| Records shown |
- Opening Delimiter -

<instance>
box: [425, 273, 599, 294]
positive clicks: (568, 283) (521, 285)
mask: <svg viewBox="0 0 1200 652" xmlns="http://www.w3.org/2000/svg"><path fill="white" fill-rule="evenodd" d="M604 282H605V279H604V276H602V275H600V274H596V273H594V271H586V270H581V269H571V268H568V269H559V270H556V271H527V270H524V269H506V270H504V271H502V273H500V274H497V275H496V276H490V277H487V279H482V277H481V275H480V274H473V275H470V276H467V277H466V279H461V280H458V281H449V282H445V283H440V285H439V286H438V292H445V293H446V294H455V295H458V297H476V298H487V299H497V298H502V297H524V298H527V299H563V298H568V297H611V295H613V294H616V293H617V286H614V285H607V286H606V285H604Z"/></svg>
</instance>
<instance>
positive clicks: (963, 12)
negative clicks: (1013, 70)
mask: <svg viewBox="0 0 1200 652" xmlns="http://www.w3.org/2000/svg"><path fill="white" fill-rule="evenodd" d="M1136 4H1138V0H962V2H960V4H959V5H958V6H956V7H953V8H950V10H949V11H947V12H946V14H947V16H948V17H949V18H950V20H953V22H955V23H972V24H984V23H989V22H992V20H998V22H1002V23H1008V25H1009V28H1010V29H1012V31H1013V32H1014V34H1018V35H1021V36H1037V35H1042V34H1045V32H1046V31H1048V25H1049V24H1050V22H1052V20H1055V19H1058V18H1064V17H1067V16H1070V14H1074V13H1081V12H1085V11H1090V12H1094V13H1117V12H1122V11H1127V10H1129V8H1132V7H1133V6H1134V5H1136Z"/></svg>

- Closing Delimiter -

| Problem statement |
Reproduce the part of the lines that opens with the line containing "</instance>" and runs through the end of the records, replacing "negative clicks" with "negative points" and leaving everything else unchanged.

| Finished exercise |
</instance>
<instance>
positive clicks: (963, 12)
negative points: (1013, 70)
mask: <svg viewBox="0 0 1200 652" xmlns="http://www.w3.org/2000/svg"><path fill="white" fill-rule="evenodd" d="M1136 4H1138V0H962V2H960V4H959V5H958V6H956V7H953V8H950V10H949V11H947V12H946V14H947V16H948V17H949V18H950V20H953V22H955V23H972V24H984V23H989V22H992V20H998V22H1002V23H1008V25H1009V28H1010V29H1012V31H1013V32H1014V34H1018V35H1021V36H1037V35H1042V34H1045V32H1046V31H1048V25H1049V24H1050V22H1052V20H1055V19H1058V18H1064V17H1067V16H1070V14H1074V13H1081V12H1085V11H1090V12H1094V13H1117V12H1122V11H1127V10H1129V8H1132V7H1133V6H1134V5H1136Z"/></svg>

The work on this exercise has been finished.